**REQUIREMENT**
Below are some records; find each line that carries the word "separate" and copy it.

(Dataset records)
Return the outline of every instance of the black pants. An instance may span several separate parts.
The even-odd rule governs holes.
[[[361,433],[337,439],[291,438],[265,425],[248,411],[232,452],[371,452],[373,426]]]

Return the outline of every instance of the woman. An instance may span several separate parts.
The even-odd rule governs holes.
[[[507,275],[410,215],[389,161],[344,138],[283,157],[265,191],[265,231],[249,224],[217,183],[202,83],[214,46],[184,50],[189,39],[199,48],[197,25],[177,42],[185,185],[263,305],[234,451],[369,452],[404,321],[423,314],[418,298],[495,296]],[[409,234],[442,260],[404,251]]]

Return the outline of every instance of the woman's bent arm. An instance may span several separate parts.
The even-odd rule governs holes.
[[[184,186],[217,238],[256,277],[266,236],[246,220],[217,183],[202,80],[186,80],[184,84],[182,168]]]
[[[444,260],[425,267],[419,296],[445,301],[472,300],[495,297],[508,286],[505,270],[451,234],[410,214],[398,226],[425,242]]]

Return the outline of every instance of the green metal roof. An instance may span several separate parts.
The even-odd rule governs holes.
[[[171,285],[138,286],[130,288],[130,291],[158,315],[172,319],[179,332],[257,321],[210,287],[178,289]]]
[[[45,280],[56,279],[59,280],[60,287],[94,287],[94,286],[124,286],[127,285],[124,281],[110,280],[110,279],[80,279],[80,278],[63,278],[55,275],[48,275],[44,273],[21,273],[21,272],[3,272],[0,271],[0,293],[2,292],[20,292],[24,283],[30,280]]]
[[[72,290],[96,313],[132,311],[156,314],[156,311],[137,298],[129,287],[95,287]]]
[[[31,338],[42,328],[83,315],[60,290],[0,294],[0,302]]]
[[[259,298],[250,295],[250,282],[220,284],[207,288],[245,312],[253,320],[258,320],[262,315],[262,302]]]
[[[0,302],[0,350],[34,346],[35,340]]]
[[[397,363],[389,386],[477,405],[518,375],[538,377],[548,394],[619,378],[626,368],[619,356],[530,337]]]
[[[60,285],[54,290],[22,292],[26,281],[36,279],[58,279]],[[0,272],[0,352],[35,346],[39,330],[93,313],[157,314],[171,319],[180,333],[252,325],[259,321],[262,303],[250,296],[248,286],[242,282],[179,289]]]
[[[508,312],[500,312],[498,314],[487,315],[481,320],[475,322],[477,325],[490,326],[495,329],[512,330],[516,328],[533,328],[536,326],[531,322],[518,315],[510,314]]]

**REPLY TO THE TASK**
Return the outline of every instance of the black pants. An instance may span several separate parts.
Return the outline of every instance of the woman. An instance may span several separate parts.
Return the outline of every instance of the woman's bent arm. An instance may span several separate parts.
Return the outline of every instance of the green metal roof. An instance may span several separate parts.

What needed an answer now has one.